* INSTRUCTIONS TO FOLLOW
Read the records below. Copy each line where the string "tree" occurs.

START GIVEN INFORMATION

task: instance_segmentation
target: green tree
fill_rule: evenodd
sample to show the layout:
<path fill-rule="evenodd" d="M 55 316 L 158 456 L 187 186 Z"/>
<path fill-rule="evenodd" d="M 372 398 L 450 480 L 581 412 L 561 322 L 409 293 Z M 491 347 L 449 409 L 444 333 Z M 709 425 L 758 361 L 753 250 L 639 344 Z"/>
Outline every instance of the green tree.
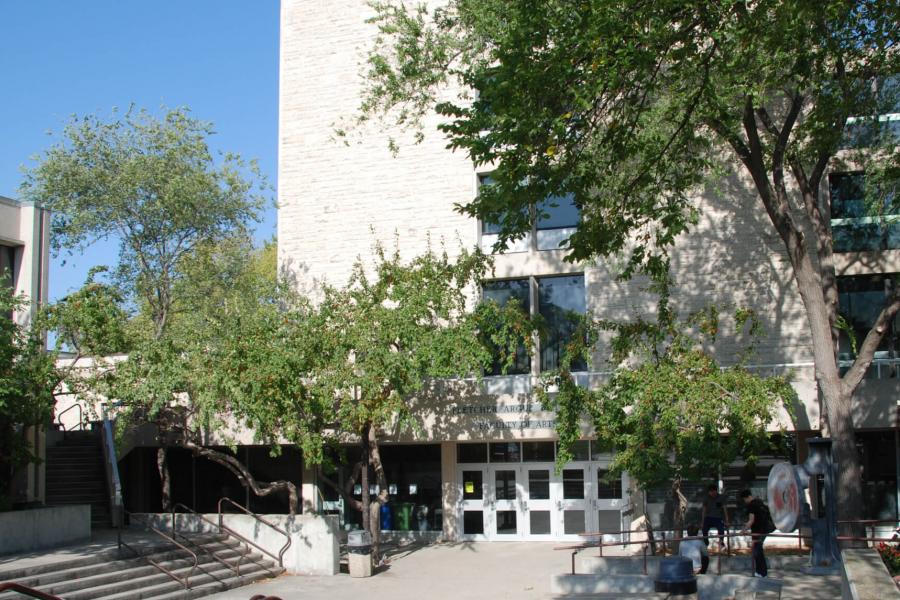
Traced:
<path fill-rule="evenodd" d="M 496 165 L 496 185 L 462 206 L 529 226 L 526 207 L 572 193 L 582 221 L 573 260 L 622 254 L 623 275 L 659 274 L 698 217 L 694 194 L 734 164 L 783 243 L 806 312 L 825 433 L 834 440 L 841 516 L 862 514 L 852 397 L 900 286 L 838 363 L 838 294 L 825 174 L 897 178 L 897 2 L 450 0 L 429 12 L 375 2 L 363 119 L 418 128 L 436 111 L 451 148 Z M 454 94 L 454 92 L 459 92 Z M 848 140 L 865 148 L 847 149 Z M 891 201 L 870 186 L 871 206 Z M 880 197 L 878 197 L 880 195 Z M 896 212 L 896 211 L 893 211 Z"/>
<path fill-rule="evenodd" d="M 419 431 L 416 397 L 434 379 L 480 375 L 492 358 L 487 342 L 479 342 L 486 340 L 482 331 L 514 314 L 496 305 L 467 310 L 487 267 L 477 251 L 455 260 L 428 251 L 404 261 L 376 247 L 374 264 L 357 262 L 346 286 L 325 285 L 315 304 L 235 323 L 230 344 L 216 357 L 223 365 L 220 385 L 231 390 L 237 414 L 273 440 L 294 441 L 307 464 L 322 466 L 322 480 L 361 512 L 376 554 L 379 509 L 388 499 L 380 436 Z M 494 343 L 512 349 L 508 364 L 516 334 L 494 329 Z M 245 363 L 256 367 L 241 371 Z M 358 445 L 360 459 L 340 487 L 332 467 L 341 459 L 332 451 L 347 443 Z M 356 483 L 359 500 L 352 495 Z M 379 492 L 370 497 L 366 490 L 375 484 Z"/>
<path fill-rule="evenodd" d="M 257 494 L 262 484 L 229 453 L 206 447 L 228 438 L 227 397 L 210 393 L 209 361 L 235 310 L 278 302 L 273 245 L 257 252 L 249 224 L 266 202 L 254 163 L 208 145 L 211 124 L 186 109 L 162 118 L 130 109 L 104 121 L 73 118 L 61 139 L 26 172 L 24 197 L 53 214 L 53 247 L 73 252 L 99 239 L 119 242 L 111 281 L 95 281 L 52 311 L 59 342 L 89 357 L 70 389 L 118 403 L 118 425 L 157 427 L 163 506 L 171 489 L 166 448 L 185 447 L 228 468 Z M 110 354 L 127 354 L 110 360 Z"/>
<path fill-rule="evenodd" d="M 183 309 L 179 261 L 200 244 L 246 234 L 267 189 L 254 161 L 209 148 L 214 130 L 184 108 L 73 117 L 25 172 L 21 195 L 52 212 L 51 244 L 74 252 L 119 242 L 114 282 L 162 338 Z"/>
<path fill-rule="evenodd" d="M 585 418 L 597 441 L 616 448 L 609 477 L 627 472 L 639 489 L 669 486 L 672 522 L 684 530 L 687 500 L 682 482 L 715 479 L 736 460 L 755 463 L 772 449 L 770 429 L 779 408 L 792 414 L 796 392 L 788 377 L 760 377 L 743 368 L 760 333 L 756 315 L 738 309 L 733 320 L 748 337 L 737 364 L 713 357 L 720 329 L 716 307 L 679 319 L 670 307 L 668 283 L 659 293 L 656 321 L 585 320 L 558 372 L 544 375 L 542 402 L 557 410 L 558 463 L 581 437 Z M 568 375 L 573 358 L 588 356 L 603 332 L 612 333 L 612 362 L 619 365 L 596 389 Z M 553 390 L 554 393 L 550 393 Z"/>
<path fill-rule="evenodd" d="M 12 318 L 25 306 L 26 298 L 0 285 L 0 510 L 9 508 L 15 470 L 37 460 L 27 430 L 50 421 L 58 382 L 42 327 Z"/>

END GIVEN INFORMATION

* OUTPUT
target: green tree
Outline every instance of the green tree.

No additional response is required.